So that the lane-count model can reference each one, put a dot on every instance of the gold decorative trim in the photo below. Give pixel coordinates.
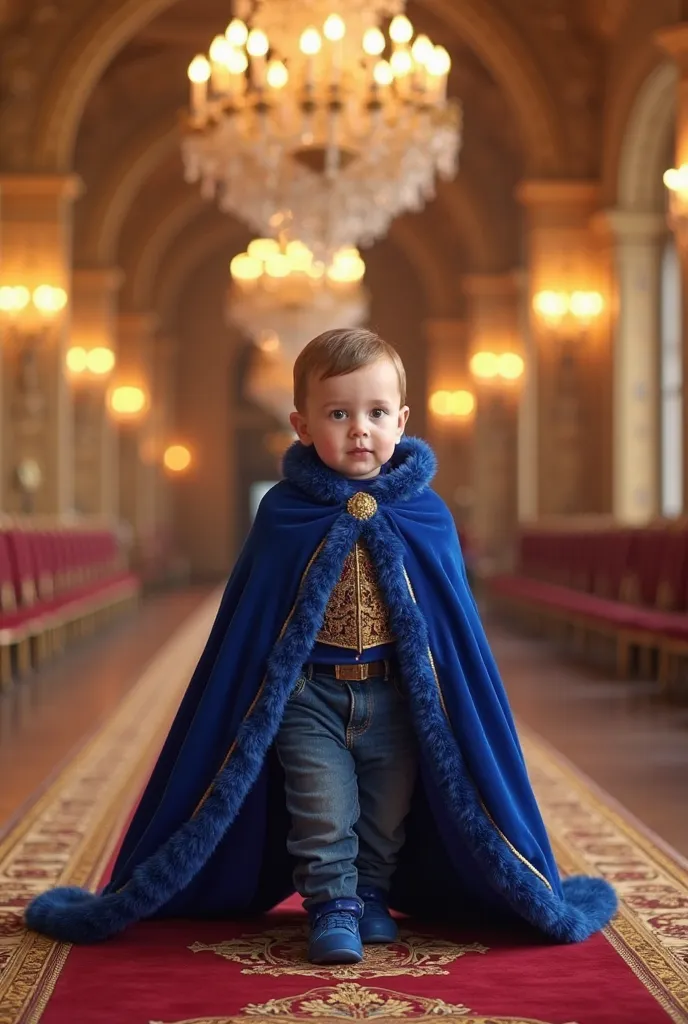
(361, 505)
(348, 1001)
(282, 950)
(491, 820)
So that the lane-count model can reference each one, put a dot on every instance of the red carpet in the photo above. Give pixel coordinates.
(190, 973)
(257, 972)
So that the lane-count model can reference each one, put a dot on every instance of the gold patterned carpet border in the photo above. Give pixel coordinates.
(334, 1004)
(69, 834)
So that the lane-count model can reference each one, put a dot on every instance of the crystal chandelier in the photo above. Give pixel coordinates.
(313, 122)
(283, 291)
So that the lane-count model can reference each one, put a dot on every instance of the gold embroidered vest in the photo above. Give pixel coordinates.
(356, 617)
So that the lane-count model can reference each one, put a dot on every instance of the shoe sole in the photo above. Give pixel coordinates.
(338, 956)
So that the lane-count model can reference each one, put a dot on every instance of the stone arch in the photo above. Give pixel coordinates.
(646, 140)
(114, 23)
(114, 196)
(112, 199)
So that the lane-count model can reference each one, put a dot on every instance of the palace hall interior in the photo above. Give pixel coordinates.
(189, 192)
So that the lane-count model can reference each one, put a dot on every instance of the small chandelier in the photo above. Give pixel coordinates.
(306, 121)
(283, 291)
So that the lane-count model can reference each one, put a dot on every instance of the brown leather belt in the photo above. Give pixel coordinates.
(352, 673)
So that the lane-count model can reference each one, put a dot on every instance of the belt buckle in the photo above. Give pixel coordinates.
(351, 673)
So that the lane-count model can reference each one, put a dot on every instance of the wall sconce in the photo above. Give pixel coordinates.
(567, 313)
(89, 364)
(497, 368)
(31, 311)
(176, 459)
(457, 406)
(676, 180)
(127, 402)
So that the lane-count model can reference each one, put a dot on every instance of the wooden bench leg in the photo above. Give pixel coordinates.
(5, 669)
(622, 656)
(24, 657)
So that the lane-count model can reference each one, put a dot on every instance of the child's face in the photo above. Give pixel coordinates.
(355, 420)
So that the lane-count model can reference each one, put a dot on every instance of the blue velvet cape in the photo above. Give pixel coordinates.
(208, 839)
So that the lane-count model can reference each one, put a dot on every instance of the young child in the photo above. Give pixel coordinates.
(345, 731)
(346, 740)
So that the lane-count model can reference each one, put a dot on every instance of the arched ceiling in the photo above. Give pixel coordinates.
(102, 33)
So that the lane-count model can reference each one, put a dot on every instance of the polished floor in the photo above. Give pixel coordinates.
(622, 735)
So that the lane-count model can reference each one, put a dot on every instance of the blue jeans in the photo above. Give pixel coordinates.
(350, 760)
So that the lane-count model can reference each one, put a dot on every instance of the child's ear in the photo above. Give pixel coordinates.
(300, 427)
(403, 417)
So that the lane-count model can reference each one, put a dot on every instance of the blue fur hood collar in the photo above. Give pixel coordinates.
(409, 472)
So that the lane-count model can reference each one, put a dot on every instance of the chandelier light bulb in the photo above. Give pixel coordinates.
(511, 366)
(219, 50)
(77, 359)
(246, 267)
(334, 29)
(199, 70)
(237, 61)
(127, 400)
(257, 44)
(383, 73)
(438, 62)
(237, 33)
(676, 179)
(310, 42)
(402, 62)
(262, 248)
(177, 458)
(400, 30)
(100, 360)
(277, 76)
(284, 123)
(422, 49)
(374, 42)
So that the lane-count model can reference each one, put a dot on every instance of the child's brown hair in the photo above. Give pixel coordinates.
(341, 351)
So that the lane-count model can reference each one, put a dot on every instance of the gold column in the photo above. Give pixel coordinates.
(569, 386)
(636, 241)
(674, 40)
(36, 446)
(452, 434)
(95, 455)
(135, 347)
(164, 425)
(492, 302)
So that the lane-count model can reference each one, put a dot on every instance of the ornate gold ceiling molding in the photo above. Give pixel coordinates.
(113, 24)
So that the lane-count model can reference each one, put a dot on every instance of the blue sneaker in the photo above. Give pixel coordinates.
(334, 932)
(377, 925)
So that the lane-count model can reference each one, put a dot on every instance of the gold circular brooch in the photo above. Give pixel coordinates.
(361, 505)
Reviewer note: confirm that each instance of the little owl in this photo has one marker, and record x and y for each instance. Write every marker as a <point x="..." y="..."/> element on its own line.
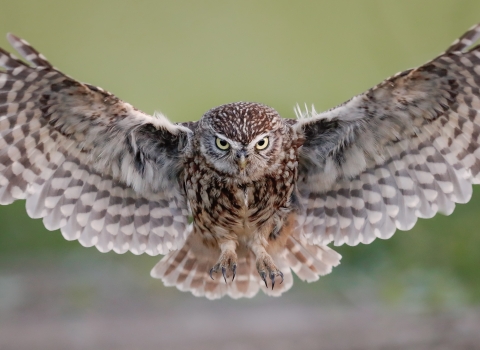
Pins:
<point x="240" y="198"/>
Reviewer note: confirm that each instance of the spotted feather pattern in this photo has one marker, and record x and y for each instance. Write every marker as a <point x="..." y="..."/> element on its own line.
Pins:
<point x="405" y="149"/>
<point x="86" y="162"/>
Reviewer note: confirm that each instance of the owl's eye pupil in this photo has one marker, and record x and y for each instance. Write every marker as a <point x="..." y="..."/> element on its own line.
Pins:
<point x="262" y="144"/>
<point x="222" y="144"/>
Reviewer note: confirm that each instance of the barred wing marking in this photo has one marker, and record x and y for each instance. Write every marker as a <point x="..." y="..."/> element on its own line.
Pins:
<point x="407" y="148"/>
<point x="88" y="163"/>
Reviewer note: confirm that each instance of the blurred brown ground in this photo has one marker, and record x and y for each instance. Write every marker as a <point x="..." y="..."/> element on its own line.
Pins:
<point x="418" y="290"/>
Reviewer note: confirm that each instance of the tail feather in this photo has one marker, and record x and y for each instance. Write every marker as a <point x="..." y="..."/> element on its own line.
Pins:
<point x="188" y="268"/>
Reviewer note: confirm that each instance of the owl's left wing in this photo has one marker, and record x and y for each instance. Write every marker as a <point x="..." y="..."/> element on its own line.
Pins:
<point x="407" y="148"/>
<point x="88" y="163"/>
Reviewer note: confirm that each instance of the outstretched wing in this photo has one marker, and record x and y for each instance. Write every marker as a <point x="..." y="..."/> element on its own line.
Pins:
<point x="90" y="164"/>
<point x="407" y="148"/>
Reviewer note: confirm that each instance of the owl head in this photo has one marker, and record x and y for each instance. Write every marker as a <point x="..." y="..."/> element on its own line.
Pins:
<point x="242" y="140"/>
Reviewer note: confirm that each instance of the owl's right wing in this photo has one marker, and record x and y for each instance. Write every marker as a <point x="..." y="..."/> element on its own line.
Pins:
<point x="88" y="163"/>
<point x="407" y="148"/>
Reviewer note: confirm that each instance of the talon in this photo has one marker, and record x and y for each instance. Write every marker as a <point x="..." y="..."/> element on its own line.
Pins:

Problem to work on: Please copy the data above character for character, skipping any pictures.

Written solution:
So that the lane-count model can reference each one, put a dot on every instance of the gold decorative trim in the photo below. Give pixel coordinates.
(361, 505)
(348, 1001)
(282, 950)
(491, 820)
So that the lane-count model can reference each one, put a dot on every instance of the red carpet in the photo above. Give pixel coordinates.
(190, 973)
(257, 972)
So that the lane-count model can reference each one, put a dot on every instance of the gold patterned carpet border in the photo above. Give pixel coordinates.
(334, 1004)
(69, 834)
So that the lane-count model can reference each one, put a dot on every instance of the crystal chandelier in the photo above. Give pixel coordinates.
(313, 122)
(283, 291)
So that the lane-count model can reference each one, put a dot on every instance of the gold embroidered vest in the photo above. Give pixel coordinates.
(356, 617)
So that the lane-count model can reference each one, put a dot on every instance of the shoe sole in the photo above. Give pixel coordinates.
(338, 956)
So that the lane-count model can reference each one, put a dot on every instance of the stone arch in the photo above. Give pixel coordinates.
(646, 140)
(114, 23)
(114, 196)
(112, 199)
So that the lane-count model can reference each one, put a dot on every instance of the palace hall interior in the photo above. Give pixel coordinates.
(189, 192)
So that the lane-count model can reference each one, put a dot on every instance of the small chandelier in the photo above. Give pixel coordinates.
(306, 121)
(283, 291)
So that the lane-count model can reference each one, put a dot on every instance of the brown leather belt in the photo above. Give pixel coordinates.
(352, 673)
So that the lane-count model can reference each one, put a dot on every instance of the belt buckle in the photo above. Give pixel coordinates.
(351, 673)
So that the lane-count model can reference each one, put a dot on every instance of the wall sconce in the photo above. Give pixel coordinates.
(567, 313)
(89, 364)
(497, 368)
(31, 311)
(176, 459)
(457, 406)
(676, 180)
(127, 402)
So that the lane-count model can reference each one, put a dot on every instance of the wooden bench leg in the photo above. Give pixel coordinates.
(5, 669)
(622, 656)
(24, 657)
So that the lane-count model can reference each one, put a dot on every instance of the child's face in the photo above. Give pixel coordinates.
(355, 420)
So that the lane-count model can reference each one, put a dot on every instance of the blue velvet cape in the photo above. Give pixel coordinates.
(208, 839)
So that the lane-count model can reference each one, put a dot on every instance of the young child in the photo above. Give pixel coordinates.
(345, 731)
(346, 740)
So that the lane-count model can reference each one, put a dot on every instance of the arched ceiling in the photo above. Give pixel coordinates.
(102, 33)
So that the lane-count model can reference each one, put a dot on every instance of the polished floor in the photo above. Give pixel coordinates.
(622, 735)
So that the lane-count model can reference each one, put a dot on every instance of the blue jeans in the photo above. Give pixel coordinates.
(350, 760)
So that the lane-count model can reference each one, put a dot on every instance of the child's ear in the photo above. Give pixel coordinates.
(300, 427)
(403, 417)
So that the lane-count model can reference each one, put a dot on every instance of the blue fur hood collar in the photo above. Give pixel coordinates.
(409, 472)
So that the lane-count model can reference each one, put a dot on every instance of the chandelier light bulb in the photo above. Give pixel coordinates.
(511, 366)
(219, 50)
(77, 359)
(246, 267)
(334, 29)
(199, 70)
(237, 61)
(127, 400)
(257, 44)
(383, 73)
(438, 62)
(237, 33)
(676, 179)
(310, 42)
(402, 62)
(262, 248)
(177, 458)
(400, 30)
(100, 360)
(277, 76)
(284, 123)
(422, 49)
(374, 42)
So that the lane-count model can reference each one, put a dot on every instance of the child's brown hair in the photo above. Give pixel coordinates.
(341, 351)
So that the lane-count model can reference each one, put a dot on every instance of the gold column in the photo above. Give pixel coordinates.
(569, 386)
(636, 241)
(674, 40)
(36, 446)
(452, 434)
(95, 455)
(135, 347)
(164, 425)
(492, 302)
So that the lane-count model can reference each one, put a dot on every instance of the ornate gold ceiling molding in the photo above. Give pixel coordinates.
(113, 24)
So that the lane-count model can reference each one, put a dot on every instance of the blue sneaker in the photo above. Give pixel coordinates.
(334, 932)
(377, 925)
So that the lane-count model can reference each one, put a dot on every instance of the gold circular brooch in the photo above. Give pixel coordinates.
(361, 505)
Reviewer note: confirm that each instance of the little owl in this photo has one marker, and record x and y for each instance. Write every marker as a <point x="..." y="..."/> element on its own line.
Pins:
<point x="240" y="198"/>
Reviewer note: confirm that each instance of the spotted feather pattern in this photo has one marker, and record x and y for each instance. Write every marker as a <point x="..." y="..."/> element on its own line.
Pins:
<point x="405" y="149"/>
<point x="86" y="162"/>
Reviewer note: confirm that each instance of the owl's eye pupil in this photo has one marker, and record x and y for each instance. Write every marker as a <point x="..." y="..."/> element on its own line.
Pins:
<point x="262" y="144"/>
<point x="222" y="144"/>
Reviewer note: confirm that each instance of the barred wing marking in this photo has one marker, and record x and y for each instance. Write every marker as a <point x="..." y="..."/> element on its own line.
Pins:
<point x="407" y="148"/>
<point x="88" y="163"/>
Reviewer note: confirm that each instance of the blurred brown ground in this photo has one marker, and record x and y for each instance. Write every marker as a <point x="..." y="..."/> element on its own line.
Pins:
<point x="418" y="290"/>
Reviewer note: confirm that each instance of the tail feather in this photo has one marker, and record x and y for each instance. Write every marker as a <point x="..." y="..."/> element on its own line.
Pins:
<point x="188" y="268"/>
Reviewer note: confirm that each instance of the owl's left wing in this photo has one marker, and record x and y for each instance. Write every marker as a <point x="..." y="..."/> element on its own line.
Pins:
<point x="407" y="148"/>
<point x="88" y="163"/>
Reviewer note: confirm that each instance of the outstretched wing in this photo has one marker, and record x and y for each instance. Write every marker as a <point x="..." y="..."/> element on its own line.
Pins:
<point x="90" y="164"/>
<point x="407" y="148"/>
Reviewer note: confirm that each instance of the owl head in this photo has one marker, and record x and y for each instance. Write every marker as a <point x="..." y="..."/> element on its own line.
Pins:
<point x="242" y="140"/>
Reviewer note: confirm that each instance of the owl's right wing in this photo has one marker, and record x and y for each instance. Write every marker as a <point x="..." y="..."/> element on its own line.
Pins:
<point x="88" y="163"/>
<point x="407" y="148"/>
Reviewer note: confirm that each instance of the talon in this photo has one marker, and record x and y for each instance. Write every marker as a <point x="..." y="..."/> element on its own line.
Pins:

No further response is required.